▶ **CONSIGNE 1**: Recopiez, dans le texte sur Chicago, tout le passage depuis "En 1856, Chicago" jusqu'à "de faire fortune.".

En 1856, Chicago avait quatre-vingt-quatre mille habitants. Vingt ans plus tard, elle en comptait quatre fois plus. Construite au bord du lac Michigan, sur un sol marécageux, mais dans une situation avantageuse, au point de croisement des plus grandes voies de communication qui reliaient les États de l'Est à ceux du Centre, elle attirait de partout un flot de gens avides de faire fortune.

Mélange singulier de races et de langues, de travail et de plaisir, où le luxe des nouveaux riches voisinait avec une grande misère et des ruines lamentables. L'extension de la ville avait été trop rapide pour que l'on pût imposer un plan d'aménagement général. Les banques, les magasins étaient construits en briques et en pierre, le reste en bois. il fallait souvent, pour passer d'une rue à l'autre, monter ou descendre plusieurs marches. Le quartier des affaires débordant toujours davantage, bureaux, entrepôts, usines, maisons d'habitation et bas-fonds s'entremêlaient étrangement. Les temps ont bien changé depuis !

Enregistrements du jeu de données sur l'emplacement d'objets:

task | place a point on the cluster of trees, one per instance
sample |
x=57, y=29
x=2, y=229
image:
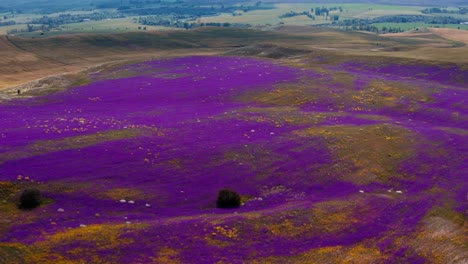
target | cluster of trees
x=325, y=11
x=417, y=18
x=367, y=24
x=68, y=18
x=293, y=14
x=174, y=22
x=7, y=23
x=436, y=10
x=318, y=11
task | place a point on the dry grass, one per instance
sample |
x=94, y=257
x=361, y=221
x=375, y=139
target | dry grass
x=25, y=59
x=453, y=34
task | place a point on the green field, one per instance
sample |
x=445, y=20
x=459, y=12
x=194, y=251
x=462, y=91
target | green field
x=255, y=18
x=411, y=26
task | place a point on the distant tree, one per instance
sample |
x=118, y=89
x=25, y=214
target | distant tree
x=228, y=199
x=30, y=199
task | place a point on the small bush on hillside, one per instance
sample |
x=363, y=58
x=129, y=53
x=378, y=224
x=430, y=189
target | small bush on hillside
x=228, y=199
x=30, y=199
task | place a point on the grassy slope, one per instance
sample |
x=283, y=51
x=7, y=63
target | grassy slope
x=26, y=59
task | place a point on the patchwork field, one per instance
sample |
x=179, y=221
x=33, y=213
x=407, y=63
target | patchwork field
x=357, y=159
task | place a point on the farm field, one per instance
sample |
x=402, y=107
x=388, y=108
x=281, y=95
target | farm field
x=341, y=149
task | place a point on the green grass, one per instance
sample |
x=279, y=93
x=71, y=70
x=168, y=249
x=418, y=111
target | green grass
x=410, y=26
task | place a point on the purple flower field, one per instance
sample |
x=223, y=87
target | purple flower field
x=352, y=163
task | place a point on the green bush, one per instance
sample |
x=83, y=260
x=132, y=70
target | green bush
x=30, y=199
x=228, y=199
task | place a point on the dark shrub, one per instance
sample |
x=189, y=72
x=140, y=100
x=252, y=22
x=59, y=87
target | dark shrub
x=30, y=199
x=228, y=199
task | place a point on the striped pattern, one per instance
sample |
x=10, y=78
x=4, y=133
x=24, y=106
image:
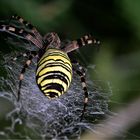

▶ **CONSIGNE 2**: Décalez de 28 chaque coordonnée des réponses dans les enregistrements, depuis la ligne qui contient "task | place a point on the green field, one" jusqu'à celle qui contient "x=357, y=159", toutes deux comprises. Redonnez uniquement ces lignes, consignes incluses, sans changer les autres chiffres.

▶ **RÉSULTAT ATTENDU 1**:
En 1856, Chicago avait quatre-vingt-quatre mille habitants. Vingt ans plus tard, elle en comptait quatre fois plus. Construite au bord du lac Michigan, sur un sol marécageux, mais dans une situation avantageuse, au point de croisement des plus grandes voies de communication qui reliaient les États de l'Est à ceux du Centre, elle attirait de partout un flot de gens avides de faire fortune.

▶ **RÉSULTAT ATTENDU 2**:
task | place a point on the green field, one per instance
sample |
x=445, y=20
x=459, y=12
x=194, y=251
x=462, y=91
target | green field
x=283, y=46
x=439, y=54
task | place a point on the distant tree, one per instance
sample |
x=118, y=89
x=25, y=214
target | distant tree
x=256, y=227
x=58, y=227
task | place a point on the small bush on hillside, one per instance
sample |
x=363, y=58
x=129, y=53
x=378, y=224
x=430, y=189
target | small bush on hillside
x=256, y=227
x=58, y=227
task | place a point on the grassy slope, one per instance
sample |
x=283, y=51
x=7, y=63
target | grassy slope
x=54, y=87
task | place a point on the patchwork field, one per instance
sample |
x=179, y=221
x=33, y=213
x=407, y=63
target | patchwork field
x=385, y=187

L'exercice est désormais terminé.